> _Data for this exercise_
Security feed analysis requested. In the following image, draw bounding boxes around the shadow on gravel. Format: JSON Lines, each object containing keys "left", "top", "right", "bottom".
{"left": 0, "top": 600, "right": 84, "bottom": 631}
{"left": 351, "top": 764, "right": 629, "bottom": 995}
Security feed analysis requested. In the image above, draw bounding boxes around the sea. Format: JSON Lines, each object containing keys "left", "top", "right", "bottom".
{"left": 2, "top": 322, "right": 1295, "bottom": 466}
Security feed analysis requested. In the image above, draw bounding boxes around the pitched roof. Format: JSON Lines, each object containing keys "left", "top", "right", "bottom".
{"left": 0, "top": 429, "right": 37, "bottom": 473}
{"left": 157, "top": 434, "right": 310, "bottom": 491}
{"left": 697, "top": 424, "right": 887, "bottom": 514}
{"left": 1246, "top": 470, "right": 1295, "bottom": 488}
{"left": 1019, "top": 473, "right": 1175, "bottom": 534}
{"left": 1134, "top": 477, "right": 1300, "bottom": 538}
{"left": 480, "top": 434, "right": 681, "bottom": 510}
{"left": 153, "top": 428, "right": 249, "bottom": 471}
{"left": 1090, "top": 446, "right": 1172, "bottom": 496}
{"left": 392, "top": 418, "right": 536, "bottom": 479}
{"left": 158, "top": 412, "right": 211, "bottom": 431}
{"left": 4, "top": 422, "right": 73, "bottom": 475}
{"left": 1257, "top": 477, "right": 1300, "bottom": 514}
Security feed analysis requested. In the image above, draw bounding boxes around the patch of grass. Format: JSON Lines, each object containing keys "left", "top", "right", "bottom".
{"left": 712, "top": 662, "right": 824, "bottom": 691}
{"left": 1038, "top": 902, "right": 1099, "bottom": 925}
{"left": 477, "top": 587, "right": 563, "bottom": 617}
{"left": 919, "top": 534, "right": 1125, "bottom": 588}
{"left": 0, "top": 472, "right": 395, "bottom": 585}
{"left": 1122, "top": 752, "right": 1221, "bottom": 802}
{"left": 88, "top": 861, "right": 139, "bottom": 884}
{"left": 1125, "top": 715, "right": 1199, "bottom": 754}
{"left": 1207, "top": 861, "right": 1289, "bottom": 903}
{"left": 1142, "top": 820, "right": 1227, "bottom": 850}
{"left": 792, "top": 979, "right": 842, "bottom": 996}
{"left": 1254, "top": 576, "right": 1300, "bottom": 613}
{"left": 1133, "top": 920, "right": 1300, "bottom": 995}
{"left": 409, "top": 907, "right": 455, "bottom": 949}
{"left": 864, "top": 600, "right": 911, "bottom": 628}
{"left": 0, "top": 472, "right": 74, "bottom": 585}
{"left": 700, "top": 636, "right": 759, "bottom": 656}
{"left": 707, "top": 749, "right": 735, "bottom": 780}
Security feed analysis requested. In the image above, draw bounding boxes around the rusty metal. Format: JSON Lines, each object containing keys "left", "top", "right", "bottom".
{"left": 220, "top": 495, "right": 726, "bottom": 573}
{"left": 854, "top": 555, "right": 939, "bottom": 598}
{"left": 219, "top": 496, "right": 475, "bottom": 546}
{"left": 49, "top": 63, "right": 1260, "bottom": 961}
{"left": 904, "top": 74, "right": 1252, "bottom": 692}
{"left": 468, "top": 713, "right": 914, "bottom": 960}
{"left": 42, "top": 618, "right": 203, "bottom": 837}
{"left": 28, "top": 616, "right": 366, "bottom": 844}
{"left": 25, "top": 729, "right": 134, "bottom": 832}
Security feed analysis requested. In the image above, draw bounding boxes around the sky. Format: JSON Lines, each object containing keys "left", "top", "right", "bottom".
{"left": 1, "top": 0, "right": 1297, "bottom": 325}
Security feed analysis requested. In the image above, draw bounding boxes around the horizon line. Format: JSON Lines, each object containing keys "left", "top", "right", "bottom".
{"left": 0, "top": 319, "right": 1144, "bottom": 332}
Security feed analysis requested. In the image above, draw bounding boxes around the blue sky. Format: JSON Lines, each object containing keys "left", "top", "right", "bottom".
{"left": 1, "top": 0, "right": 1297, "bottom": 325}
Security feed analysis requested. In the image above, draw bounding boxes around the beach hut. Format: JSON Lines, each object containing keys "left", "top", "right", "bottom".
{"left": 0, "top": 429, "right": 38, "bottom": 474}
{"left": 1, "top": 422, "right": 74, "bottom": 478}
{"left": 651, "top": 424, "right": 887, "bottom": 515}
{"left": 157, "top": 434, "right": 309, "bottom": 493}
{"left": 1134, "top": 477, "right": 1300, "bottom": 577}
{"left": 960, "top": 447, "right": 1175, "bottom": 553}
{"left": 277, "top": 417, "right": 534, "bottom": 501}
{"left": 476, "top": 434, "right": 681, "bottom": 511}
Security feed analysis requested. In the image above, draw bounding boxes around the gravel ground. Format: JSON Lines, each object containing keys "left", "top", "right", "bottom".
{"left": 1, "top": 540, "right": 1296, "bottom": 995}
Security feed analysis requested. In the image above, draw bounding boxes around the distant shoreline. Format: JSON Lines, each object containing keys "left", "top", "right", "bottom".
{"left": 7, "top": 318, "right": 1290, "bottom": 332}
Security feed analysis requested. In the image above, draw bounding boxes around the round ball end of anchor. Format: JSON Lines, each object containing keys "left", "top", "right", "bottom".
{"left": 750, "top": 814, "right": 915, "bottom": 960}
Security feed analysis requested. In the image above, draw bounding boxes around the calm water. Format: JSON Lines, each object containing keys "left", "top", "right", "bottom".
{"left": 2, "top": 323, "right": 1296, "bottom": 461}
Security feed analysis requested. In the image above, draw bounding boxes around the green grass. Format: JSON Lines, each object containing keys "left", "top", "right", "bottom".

> _Task details_
The answer must be the line containing "around the gravel" and every line after it through the last line of the records above, repeated exactly.

> _Answer for this exercise_
Security feed analysis requested. In the image above, draw bounding boxes around the gravel ground. Format: JSON Lines, each object containing keys "left", "top", "right", "bottom".
{"left": 1, "top": 540, "right": 1296, "bottom": 995}
Security feed analysis requested. In the image above, draw bounding boxes around the distant shoreline. Format: JSON Lines, each object containing keys "left", "top", "right", "bottom".
{"left": 7, "top": 318, "right": 1290, "bottom": 332}
Security feed analysis requested. In the image above, draw bounding boxes around the round ball end of anchor. Format: JSON Lines, each object containing keys "left", "top", "right", "bottom".
{"left": 750, "top": 814, "right": 915, "bottom": 960}
Security feed analysis requested. In the image above, draw bounding boxes around the calm water. Format: JSON Lines, each object containing keys "left", "top", "right", "bottom".
{"left": 2, "top": 323, "right": 1296, "bottom": 461}
Security feed analysis requested. In the image above, draw bounding boxes around the green grass. Format: JSON Lines, each object containing keys "left", "top", "right", "bottom".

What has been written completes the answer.